[Stored data entries]
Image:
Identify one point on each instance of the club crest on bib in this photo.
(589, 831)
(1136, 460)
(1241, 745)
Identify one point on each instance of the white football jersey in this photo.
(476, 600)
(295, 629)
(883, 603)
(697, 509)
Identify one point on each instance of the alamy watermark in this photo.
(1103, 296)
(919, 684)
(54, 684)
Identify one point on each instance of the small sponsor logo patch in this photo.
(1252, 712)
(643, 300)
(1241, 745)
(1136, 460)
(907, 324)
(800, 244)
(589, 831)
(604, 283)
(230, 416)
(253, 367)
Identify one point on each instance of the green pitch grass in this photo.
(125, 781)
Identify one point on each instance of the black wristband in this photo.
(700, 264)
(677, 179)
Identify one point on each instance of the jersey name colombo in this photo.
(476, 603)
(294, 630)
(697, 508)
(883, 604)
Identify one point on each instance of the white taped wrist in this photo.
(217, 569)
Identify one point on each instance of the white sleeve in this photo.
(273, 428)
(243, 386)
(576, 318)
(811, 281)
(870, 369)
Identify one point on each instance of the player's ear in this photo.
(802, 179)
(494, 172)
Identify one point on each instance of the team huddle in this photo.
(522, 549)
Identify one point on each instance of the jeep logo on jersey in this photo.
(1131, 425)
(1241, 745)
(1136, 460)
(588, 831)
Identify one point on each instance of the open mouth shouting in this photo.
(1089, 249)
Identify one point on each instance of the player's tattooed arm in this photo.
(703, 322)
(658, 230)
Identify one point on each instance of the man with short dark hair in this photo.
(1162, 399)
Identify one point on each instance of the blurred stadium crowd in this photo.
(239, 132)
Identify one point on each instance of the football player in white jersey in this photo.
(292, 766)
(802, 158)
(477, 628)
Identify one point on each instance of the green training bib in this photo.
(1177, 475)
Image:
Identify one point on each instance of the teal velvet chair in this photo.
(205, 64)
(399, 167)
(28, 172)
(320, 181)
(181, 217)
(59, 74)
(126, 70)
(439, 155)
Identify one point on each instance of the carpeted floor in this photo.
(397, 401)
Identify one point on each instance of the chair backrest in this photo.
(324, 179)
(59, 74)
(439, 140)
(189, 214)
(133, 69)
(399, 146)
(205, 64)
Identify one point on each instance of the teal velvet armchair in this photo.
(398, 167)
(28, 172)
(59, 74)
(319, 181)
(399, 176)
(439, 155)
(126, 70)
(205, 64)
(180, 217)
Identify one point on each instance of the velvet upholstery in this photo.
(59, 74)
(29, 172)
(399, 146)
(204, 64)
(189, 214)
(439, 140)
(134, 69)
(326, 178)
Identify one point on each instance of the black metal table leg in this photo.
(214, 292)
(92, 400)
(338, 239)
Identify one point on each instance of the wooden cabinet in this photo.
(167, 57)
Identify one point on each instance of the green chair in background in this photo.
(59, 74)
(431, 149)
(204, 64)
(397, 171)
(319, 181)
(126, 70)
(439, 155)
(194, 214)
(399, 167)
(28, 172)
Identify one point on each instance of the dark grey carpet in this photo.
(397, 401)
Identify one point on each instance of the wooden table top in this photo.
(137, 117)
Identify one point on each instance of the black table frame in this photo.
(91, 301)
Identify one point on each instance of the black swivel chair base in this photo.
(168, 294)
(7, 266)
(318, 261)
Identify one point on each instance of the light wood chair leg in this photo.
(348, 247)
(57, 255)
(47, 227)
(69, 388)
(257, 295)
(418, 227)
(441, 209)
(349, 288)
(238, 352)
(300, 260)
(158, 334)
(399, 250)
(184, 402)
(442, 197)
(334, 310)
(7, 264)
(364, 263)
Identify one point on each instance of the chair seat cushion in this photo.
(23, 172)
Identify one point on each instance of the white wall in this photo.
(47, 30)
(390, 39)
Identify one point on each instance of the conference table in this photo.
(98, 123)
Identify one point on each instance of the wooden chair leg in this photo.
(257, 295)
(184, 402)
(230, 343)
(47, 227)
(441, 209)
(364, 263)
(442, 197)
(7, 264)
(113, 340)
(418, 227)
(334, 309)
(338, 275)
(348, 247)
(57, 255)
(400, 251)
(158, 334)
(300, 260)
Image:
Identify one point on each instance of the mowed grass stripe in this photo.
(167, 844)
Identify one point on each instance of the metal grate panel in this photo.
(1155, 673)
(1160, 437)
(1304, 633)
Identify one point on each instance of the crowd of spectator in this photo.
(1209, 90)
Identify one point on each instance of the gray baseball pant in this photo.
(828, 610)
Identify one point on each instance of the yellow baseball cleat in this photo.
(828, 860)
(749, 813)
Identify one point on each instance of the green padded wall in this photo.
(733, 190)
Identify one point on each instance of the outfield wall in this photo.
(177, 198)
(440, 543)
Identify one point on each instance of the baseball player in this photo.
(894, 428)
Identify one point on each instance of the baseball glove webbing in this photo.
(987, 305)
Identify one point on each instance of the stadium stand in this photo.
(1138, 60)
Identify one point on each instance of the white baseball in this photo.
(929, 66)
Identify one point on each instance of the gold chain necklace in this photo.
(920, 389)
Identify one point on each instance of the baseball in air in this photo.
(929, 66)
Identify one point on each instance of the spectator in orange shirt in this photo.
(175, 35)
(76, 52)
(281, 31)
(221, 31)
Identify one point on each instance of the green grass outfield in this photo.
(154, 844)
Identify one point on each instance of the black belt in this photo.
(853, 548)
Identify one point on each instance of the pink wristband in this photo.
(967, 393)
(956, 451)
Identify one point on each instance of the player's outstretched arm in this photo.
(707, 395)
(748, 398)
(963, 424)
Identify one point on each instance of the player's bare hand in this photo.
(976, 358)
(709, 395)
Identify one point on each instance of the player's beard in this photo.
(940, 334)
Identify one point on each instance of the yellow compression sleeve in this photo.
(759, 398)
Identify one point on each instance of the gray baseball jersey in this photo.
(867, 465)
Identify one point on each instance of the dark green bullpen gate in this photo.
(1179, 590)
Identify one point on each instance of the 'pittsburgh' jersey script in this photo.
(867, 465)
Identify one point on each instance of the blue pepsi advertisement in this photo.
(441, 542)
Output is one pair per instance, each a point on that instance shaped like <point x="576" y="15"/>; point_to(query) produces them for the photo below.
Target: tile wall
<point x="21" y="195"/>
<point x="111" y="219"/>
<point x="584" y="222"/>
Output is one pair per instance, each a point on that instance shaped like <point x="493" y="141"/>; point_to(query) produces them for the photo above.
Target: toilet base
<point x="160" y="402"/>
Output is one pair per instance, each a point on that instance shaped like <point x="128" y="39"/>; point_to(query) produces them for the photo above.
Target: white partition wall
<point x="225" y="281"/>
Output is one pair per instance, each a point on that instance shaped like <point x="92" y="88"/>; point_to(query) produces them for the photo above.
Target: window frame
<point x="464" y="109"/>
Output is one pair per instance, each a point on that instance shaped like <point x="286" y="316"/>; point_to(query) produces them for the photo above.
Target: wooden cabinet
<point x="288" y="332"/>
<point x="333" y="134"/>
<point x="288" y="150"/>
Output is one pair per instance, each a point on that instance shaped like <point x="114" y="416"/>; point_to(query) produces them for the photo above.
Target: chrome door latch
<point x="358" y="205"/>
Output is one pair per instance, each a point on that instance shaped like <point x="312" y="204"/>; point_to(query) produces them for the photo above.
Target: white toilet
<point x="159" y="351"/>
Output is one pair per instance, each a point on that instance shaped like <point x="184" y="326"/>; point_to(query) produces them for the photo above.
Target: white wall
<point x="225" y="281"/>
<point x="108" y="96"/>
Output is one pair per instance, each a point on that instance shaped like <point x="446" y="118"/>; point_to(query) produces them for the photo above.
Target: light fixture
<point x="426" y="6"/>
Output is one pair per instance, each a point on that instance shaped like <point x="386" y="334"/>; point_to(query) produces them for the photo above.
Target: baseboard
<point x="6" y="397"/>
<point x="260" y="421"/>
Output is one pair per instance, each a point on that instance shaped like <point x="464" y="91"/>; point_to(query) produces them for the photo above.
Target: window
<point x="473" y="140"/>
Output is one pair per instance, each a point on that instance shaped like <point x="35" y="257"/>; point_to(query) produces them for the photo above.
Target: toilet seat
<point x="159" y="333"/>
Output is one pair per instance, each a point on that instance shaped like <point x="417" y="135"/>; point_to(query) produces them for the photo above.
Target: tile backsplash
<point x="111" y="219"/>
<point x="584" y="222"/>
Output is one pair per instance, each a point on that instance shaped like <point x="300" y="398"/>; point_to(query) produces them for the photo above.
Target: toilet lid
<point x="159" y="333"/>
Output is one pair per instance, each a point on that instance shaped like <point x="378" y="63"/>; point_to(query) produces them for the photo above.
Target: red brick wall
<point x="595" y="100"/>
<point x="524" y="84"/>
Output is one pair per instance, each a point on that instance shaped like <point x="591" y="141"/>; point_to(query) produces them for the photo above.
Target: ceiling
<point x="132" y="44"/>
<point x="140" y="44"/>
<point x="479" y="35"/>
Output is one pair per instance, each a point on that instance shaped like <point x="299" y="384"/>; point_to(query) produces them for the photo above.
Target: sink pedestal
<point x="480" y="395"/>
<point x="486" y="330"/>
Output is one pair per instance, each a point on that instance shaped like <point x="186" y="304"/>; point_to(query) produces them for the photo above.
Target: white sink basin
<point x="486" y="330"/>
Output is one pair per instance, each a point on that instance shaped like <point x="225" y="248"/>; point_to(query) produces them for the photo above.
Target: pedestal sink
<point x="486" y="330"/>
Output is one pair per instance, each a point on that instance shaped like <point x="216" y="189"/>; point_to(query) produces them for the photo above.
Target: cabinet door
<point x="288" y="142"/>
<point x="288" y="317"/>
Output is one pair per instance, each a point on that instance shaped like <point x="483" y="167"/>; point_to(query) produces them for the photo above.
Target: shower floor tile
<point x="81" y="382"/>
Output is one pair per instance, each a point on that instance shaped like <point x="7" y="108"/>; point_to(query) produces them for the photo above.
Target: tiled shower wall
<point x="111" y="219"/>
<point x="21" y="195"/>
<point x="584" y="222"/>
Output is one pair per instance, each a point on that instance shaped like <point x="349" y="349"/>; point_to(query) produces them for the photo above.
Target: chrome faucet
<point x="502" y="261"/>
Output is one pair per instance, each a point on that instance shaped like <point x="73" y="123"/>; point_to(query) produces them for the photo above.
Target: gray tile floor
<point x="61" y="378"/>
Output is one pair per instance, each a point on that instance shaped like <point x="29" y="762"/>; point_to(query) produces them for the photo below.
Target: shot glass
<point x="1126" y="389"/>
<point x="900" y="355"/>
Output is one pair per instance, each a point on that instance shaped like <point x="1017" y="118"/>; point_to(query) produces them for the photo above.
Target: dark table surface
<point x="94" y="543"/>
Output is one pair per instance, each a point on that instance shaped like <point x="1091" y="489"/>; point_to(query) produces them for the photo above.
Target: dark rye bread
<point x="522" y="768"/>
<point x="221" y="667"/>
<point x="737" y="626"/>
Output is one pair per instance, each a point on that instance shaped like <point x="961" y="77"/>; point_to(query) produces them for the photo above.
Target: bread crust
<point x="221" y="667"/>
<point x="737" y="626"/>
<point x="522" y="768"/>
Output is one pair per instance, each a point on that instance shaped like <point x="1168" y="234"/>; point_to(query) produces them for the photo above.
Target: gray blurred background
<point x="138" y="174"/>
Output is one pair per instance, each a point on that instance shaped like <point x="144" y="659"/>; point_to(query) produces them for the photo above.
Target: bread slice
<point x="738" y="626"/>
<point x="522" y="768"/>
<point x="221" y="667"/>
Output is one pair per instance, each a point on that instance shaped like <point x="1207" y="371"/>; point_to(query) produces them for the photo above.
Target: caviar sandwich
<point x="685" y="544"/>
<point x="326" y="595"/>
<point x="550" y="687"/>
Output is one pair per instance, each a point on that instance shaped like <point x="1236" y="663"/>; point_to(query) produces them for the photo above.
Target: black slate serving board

• Brief
A single number is expected: how many lines in the records contain the string "below".

• Response to the exercise
2